Stated exercise:
Report each line in the listing below that contains the word "nose", and copy every such line in full.

— BEGIN —

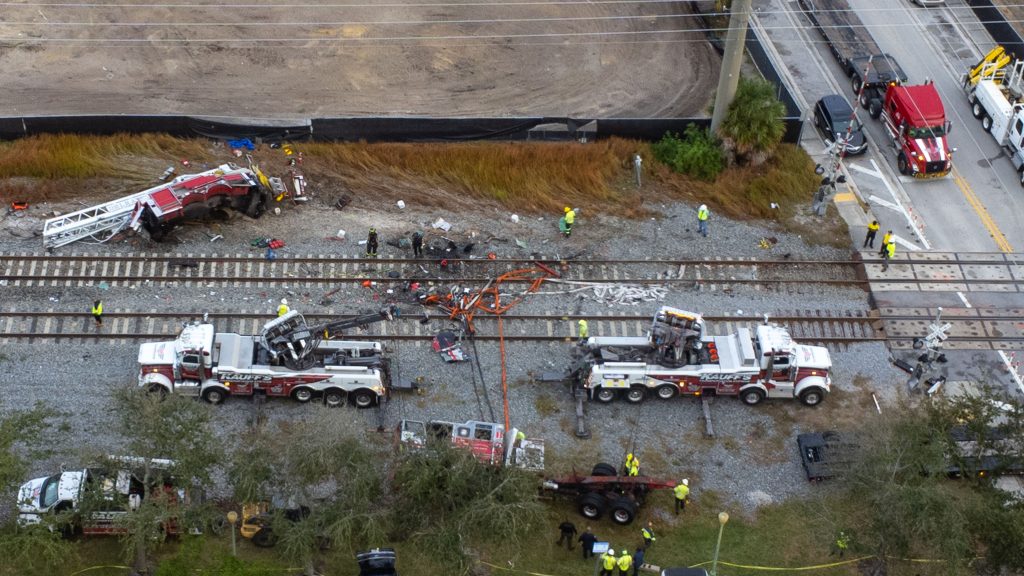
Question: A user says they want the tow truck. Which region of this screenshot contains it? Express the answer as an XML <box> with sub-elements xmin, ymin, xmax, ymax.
<box><xmin>397</xmin><ymin>420</ymin><xmax>544</xmax><ymax>471</ymax></box>
<box><xmin>43</xmin><ymin>163</ymin><xmax>269</xmax><ymax>250</ymax></box>
<box><xmin>575</xmin><ymin>306</ymin><xmax>831</xmax><ymax>406</ymax></box>
<box><xmin>541</xmin><ymin>462</ymin><xmax>676</xmax><ymax>526</ymax></box>
<box><xmin>17</xmin><ymin>456</ymin><xmax>189</xmax><ymax>536</ymax></box>
<box><xmin>138</xmin><ymin>306</ymin><xmax>398</xmax><ymax>408</ymax></box>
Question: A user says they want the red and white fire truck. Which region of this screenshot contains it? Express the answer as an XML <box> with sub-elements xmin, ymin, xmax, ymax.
<box><xmin>138</xmin><ymin>308</ymin><xmax>395</xmax><ymax>408</ymax></box>
<box><xmin>398</xmin><ymin>420</ymin><xmax>544</xmax><ymax>471</ymax></box>
<box><xmin>43</xmin><ymin>164</ymin><xmax>270</xmax><ymax>249</ymax></box>
<box><xmin>17</xmin><ymin>456</ymin><xmax>190</xmax><ymax>536</ymax></box>
<box><xmin>578</xmin><ymin>306</ymin><xmax>831</xmax><ymax>406</ymax></box>
<box><xmin>872</xmin><ymin>83</ymin><xmax>954</xmax><ymax>178</ymax></box>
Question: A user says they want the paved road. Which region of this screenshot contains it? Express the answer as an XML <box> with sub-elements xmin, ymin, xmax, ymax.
<box><xmin>755</xmin><ymin>0</ymin><xmax>1024</xmax><ymax>251</ymax></box>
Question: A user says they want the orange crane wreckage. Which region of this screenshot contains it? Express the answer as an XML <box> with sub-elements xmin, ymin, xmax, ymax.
<box><xmin>421</xmin><ymin>261</ymin><xmax>561</xmax><ymax>429</ymax></box>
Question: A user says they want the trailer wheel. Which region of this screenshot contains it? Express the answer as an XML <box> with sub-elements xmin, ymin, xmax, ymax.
<box><xmin>579</xmin><ymin>492</ymin><xmax>608</xmax><ymax>520</ymax></box>
<box><xmin>896</xmin><ymin>152</ymin><xmax>910</xmax><ymax>175</ymax></box>
<box><xmin>739</xmin><ymin>388</ymin><xmax>765</xmax><ymax>406</ymax></box>
<box><xmin>292</xmin><ymin>388</ymin><xmax>313</xmax><ymax>404</ymax></box>
<box><xmin>351</xmin><ymin>389</ymin><xmax>377</xmax><ymax>408</ymax></box>
<box><xmin>324</xmin><ymin>388</ymin><xmax>345</xmax><ymax>408</ymax></box>
<box><xmin>657</xmin><ymin>384</ymin><xmax>679</xmax><ymax>400</ymax></box>
<box><xmin>800</xmin><ymin>388</ymin><xmax>825</xmax><ymax>406</ymax></box>
<box><xmin>608</xmin><ymin>498</ymin><xmax>637</xmax><ymax>526</ymax></box>
<box><xmin>626</xmin><ymin>386</ymin><xmax>647</xmax><ymax>404</ymax></box>
<box><xmin>867</xmin><ymin>98</ymin><xmax>882</xmax><ymax>120</ymax></box>
<box><xmin>203</xmin><ymin>388</ymin><xmax>227</xmax><ymax>404</ymax></box>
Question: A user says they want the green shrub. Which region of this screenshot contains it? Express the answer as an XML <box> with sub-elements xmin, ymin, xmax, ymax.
<box><xmin>651</xmin><ymin>124</ymin><xmax>725</xmax><ymax>181</ymax></box>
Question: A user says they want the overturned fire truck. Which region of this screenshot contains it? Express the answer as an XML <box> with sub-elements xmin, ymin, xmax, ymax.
<box><xmin>573</xmin><ymin>306</ymin><xmax>831</xmax><ymax>406</ymax></box>
<box><xmin>138</xmin><ymin>307</ymin><xmax>396</xmax><ymax>408</ymax></box>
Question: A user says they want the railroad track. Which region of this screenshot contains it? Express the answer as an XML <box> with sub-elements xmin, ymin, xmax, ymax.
<box><xmin>0</xmin><ymin>253</ymin><xmax>866</xmax><ymax>289</ymax></box>
<box><xmin>0</xmin><ymin>307</ymin><xmax>1024</xmax><ymax>351</ymax></box>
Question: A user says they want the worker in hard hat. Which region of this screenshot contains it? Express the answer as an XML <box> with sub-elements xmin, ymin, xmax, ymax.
<box><xmin>601</xmin><ymin>548</ymin><xmax>617</xmax><ymax>576</ymax></box>
<box><xmin>562</xmin><ymin>206</ymin><xmax>575</xmax><ymax>238</ymax></box>
<box><xmin>672</xmin><ymin>478</ymin><xmax>690</xmax><ymax>516</ymax></box>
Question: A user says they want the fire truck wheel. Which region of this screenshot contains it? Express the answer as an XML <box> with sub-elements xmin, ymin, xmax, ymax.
<box><xmin>800</xmin><ymin>388</ymin><xmax>824</xmax><ymax>406</ymax></box>
<box><xmin>580</xmin><ymin>492</ymin><xmax>608</xmax><ymax>520</ymax></box>
<box><xmin>608</xmin><ymin>498</ymin><xmax>637</xmax><ymax>526</ymax></box>
<box><xmin>324</xmin><ymin>388</ymin><xmax>345</xmax><ymax>408</ymax></box>
<box><xmin>657</xmin><ymin>384</ymin><xmax>679</xmax><ymax>400</ymax></box>
<box><xmin>626</xmin><ymin>386</ymin><xmax>647</xmax><ymax>404</ymax></box>
<box><xmin>352</xmin><ymin>390</ymin><xmax>377</xmax><ymax>408</ymax></box>
<box><xmin>292</xmin><ymin>388</ymin><xmax>313</xmax><ymax>403</ymax></box>
<box><xmin>739</xmin><ymin>388</ymin><xmax>765</xmax><ymax>406</ymax></box>
<box><xmin>203</xmin><ymin>388</ymin><xmax>227</xmax><ymax>404</ymax></box>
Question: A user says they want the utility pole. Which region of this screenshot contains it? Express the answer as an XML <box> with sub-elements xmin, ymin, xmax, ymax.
<box><xmin>711</xmin><ymin>0</ymin><xmax>754</xmax><ymax>134</ymax></box>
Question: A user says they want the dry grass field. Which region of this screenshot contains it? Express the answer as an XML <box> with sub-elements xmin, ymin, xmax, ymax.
<box><xmin>0</xmin><ymin>0</ymin><xmax>719</xmax><ymax>118</ymax></box>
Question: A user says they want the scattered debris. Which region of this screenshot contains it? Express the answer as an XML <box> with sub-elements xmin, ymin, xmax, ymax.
<box><xmin>430</xmin><ymin>330</ymin><xmax>469</xmax><ymax>363</ymax></box>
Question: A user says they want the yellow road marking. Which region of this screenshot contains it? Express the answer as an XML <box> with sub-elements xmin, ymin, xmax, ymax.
<box><xmin>953</xmin><ymin>166</ymin><xmax>1014</xmax><ymax>254</ymax></box>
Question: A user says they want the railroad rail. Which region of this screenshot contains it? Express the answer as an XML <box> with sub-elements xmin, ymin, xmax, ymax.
<box><xmin>0</xmin><ymin>253</ymin><xmax>866</xmax><ymax>288</ymax></box>
<box><xmin>0</xmin><ymin>307</ymin><xmax>1024</xmax><ymax>351</ymax></box>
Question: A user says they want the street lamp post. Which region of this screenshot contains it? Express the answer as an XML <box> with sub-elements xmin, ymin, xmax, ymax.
<box><xmin>227</xmin><ymin>510</ymin><xmax>239</xmax><ymax>557</ymax></box>
<box><xmin>711</xmin><ymin>512</ymin><xmax>729</xmax><ymax>576</ymax></box>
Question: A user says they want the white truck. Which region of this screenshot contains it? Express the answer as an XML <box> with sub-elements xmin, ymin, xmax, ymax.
<box><xmin>17</xmin><ymin>456</ymin><xmax>189</xmax><ymax>536</ymax></box>
<box><xmin>963</xmin><ymin>47</ymin><xmax>1024</xmax><ymax>186</ymax></box>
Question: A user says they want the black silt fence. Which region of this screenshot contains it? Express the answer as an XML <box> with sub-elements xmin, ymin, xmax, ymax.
<box><xmin>967</xmin><ymin>0</ymin><xmax>1024</xmax><ymax>53</ymax></box>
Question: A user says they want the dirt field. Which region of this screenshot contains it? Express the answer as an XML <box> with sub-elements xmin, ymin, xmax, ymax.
<box><xmin>0</xmin><ymin>0</ymin><xmax>719</xmax><ymax>118</ymax></box>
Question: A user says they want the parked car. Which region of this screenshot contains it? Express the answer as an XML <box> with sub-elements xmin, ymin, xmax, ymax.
<box><xmin>814</xmin><ymin>94</ymin><xmax>867</xmax><ymax>155</ymax></box>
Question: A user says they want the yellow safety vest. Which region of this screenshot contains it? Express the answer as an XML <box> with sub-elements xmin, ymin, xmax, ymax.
<box><xmin>672</xmin><ymin>484</ymin><xmax>690</xmax><ymax>500</ymax></box>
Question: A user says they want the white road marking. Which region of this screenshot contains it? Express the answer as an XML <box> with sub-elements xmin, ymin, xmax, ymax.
<box><xmin>846</xmin><ymin>164</ymin><xmax>886</xmax><ymax>180</ymax></box>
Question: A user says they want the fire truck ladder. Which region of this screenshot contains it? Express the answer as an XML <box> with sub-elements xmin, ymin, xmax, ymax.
<box><xmin>43</xmin><ymin>190</ymin><xmax>151</xmax><ymax>249</ymax></box>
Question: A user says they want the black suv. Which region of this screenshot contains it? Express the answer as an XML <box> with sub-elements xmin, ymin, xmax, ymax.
<box><xmin>814</xmin><ymin>94</ymin><xmax>867</xmax><ymax>156</ymax></box>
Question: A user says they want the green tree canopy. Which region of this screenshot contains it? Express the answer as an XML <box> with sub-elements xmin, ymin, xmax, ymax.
<box><xmin>719</xmin><ymin>77</ymin><xmax>785</xmax><ymax>164</ymax></box>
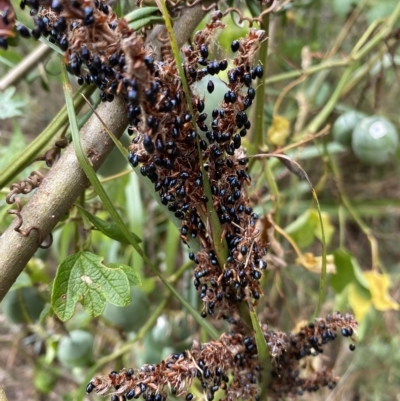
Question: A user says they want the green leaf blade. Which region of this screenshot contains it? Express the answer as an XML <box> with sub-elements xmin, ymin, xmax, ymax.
<box><xmin>77</xmin><ymin>205</ymin><xmax>142</xmax><ymax>245</ymax></box>
<box><xmin>51</xmin><ymin>252</ymin><xmax>130</xmax><ymax>321</ymax></box>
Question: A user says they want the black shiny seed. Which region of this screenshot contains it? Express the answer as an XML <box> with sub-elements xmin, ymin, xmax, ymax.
<box><xmin>17</xmin><ymin>25</ymin><xmax>31</xmax><ymax>38</ymax></box>
<box><xmin>247</xmin><ymin>88</ymin><xmax>256</xmax><ymax>100</ymax></box>
<box><xmin>58</xmin><ymin>36</ymin><xmax>68</xmax><ymax>51</ymax></box>
<box><xmin>243</xmin><ymin>72</ymin><xmax>252</xmax><ymax>87</ymax></box>
<box><xmin>82</xmin><ymin>7</ymin><xmax>94</xmax><ymax>25</ymax></box>
<box><xmin>200</xmin><ymin>44</ymin><xmax>208</xmax><ymax>58</ymax></box>
<box><xmin>341</xmin><ymin>327</ymin><xmax>350</xmax><ymax>337</ymax></box>
<box><xmin>143</xmin><ymin>134</ymin><xmax>155</xmax><ymax>153</ymax></box>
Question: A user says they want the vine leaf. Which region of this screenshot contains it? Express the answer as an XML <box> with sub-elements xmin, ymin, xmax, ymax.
<box><xmin>107</xmin><ymin>263</ymin><xmax>142</xmax><ymax>287</ymax></box>
<box><xmin>51</xmin><ymin>251</ymin><xmax>140</xmax><ymax>321</ymax></box>
<box><xmin>77</xmin><ymin>205</ymin><xmax>142</xmax><ymax>245</ymax></box>
<box><xmin>249</xmin><ymin>303</ymin><xmax>272</xmax><ymax>394</ymax></box>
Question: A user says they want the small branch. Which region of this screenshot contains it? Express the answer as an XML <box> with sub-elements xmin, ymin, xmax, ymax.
<box><xmin>0</xmin><ymin>5</ymin><xmax>208</xmax><ymax>301</ymax></box>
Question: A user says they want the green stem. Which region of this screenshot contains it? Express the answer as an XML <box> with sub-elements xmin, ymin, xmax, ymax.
<box><xmin>0</xmin><ymin>86</ymin><xmax>95</xmax><ymax>188</ymax></box>
<box><xmin>329</xmin><ymin>156</ymin><xmax>381</xmax><ymax>270</ymax></box>
<box><xmin>265</xmin><ymin>59</ymin><xmax>349</xmax><ymax>85</ymax></box>
<box><xmin>351</xmin><ymin>3</ymin><xmax>400</xmax><ymax>60</ymax></box>
<box><xmin>254</xmin><ymin>13</ymin><xmax>269</xmax><ymax>153</ymax></box>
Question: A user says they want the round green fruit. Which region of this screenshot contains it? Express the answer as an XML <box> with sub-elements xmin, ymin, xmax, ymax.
<box><xmin>332</xmin><ymin>110</ymin><xmax>366</xmax><ymax>147</ymax></box>
<box><xmin>2</xmin><ymin>287</ymin><xmax>45</xmax><ymax>323</ymax></box>
<box><xmin>103</xmin><ymin>287</ymin><xmax>150</xmax><ymax>332</ymax></box>
<box><xmin>57</xmin><ymin>330</ymin><xmax>93</xmax><ymax>368</ymax></box>
<box><xmin>352</xmin><ymin>116</ymin><xmax>399</xmax><ymax>165</ymax></box>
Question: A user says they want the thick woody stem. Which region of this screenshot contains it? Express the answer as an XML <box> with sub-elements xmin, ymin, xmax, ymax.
<box><xmin>0</xmin><ymin>5</ymin><xmax>204</xmax><ymax>301</ymax></box>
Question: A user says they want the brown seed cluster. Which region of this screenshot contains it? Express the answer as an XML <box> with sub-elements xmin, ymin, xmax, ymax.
<box><xmin>4</xmin><ymin>0</ymin><xmax>357</xmax><ymax>401</ymax></box>
<box><xmin>86</xmin><ymin>334</ymin><xmax>260</xmax><ymax>401</ymax></box>
<box><xmin>86</xmin><ymin>312</ymin><xmax>357</xmax><ymax>401</ymax></box>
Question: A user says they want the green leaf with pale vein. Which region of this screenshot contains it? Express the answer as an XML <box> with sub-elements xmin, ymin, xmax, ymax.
<box><xmin>77</xmin><ymin>205</ymin><xmax>142</xmax><ymax>245</ymax></box>
<box><xmin>51</xmin><ymin>251</ymin><xmax>132</xmax><ymax>321</ymax></box>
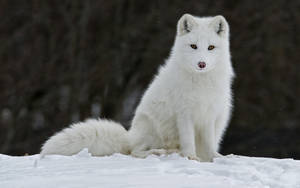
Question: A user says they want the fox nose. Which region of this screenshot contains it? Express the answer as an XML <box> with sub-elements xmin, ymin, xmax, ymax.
<box><xmin>198</xmin><ymin>61</ymin><xmax>206</xmax><ymax>69</ymax></box>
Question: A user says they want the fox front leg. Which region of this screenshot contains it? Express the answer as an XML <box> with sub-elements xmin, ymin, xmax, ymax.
<box><xmin>176</xmin><ymin>115</ymin><xmax>200</xmax><ymax>161</ymax></box>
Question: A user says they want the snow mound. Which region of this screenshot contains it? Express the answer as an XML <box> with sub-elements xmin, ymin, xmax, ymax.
<box><xmin>0</xmin><ymin>150</ymin><xmax>300</xmax><ymax>188</ymax></box>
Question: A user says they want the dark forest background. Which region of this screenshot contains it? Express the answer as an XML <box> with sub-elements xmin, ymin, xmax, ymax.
<box><xmin>0</xmin><ymin>0</ymin><xmax>300</xmax><ymax>159</ymax></box>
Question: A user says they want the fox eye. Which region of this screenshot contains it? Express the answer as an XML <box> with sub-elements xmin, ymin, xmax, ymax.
<box><xmin>190</xmin><ymin>44</ymin><xmax>198</xmax><ymax>50</ymax></box>
<box><xmin>207</xmin><ymin>45</ymin><xmax>215</xmax><ymax>50</ymax></box>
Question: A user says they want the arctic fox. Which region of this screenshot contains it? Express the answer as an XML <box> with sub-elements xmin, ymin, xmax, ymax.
<box><xmin>41</xmin><ymin>14</ymin><xmax>234</xmax><ymax>161</ymax></box>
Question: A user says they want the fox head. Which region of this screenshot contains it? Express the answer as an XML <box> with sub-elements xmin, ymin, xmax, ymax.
<box><xmin>173</xmin><ymin>14</ymin><xmax>230</xmax><ymax>73</ymax></box>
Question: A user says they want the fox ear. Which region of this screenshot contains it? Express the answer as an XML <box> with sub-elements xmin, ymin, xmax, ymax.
<box><xmin>210</xmin><ymin>16</ymin><xmax>229</xmax><ymax>37</ymax></box>
<box><xmin>177</xmin><ymin>14</ymin><xmax>197</xmax><ymax>35</ymax></box>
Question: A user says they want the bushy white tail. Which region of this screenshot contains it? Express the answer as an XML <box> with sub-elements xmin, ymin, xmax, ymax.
<box><xmin>41</xmin><ymin>119</ymin><xmax>130</xmax><ymax>157</ymax></box>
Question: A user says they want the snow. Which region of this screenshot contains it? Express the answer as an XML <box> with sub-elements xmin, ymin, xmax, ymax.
<box><xmin>0</xmin><ymin>149</ymin><xmax>300</xmax><ymax>188</ymax></box>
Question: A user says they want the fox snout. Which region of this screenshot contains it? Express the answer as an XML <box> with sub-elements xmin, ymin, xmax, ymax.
<box><xmin>198</xmin><ymin>61</ymin><xmax>206</xmax><ymax>69</ymax></box>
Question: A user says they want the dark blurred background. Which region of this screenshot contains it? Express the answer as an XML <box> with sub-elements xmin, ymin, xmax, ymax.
<box><xmin>0</xmin><ymin>0</ymin><xmax>300</xmax><ymax>159</ymax></box>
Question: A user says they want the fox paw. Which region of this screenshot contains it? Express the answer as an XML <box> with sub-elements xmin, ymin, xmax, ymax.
<box><xmin>180</xmin><ymin>153</ymin><xmax>201</xmax><ymax>162</ymax></box>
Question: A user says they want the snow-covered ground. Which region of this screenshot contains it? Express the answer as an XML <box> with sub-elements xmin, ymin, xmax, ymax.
<box><xmin>0</xmin><ymin>150</ymin><xmax>300</xmax><ymax>188</ymax></box>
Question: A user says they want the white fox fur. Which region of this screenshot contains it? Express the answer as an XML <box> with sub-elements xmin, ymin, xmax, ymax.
<box><xmin>41</xmin><ymin>14</ymin><xmax>234</xmax><ymax>161</ymax></box>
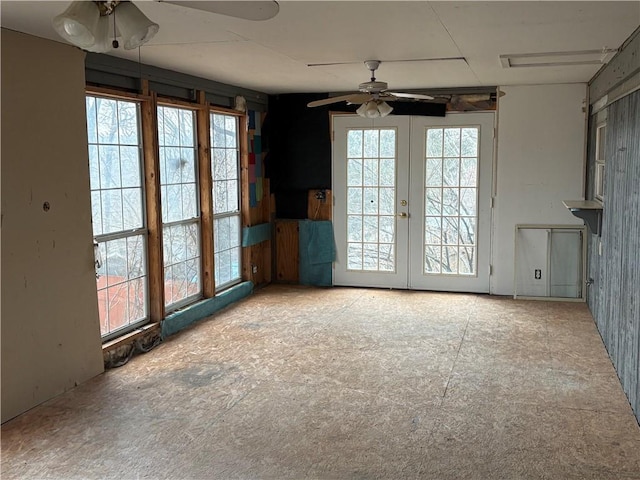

— END —

Exercise output:
Question: A user says they want the fox nose. Which region of this screenshot contains it? Express the answer as an XML <box> with sub-elements xmin, ymin, xmax, ymax.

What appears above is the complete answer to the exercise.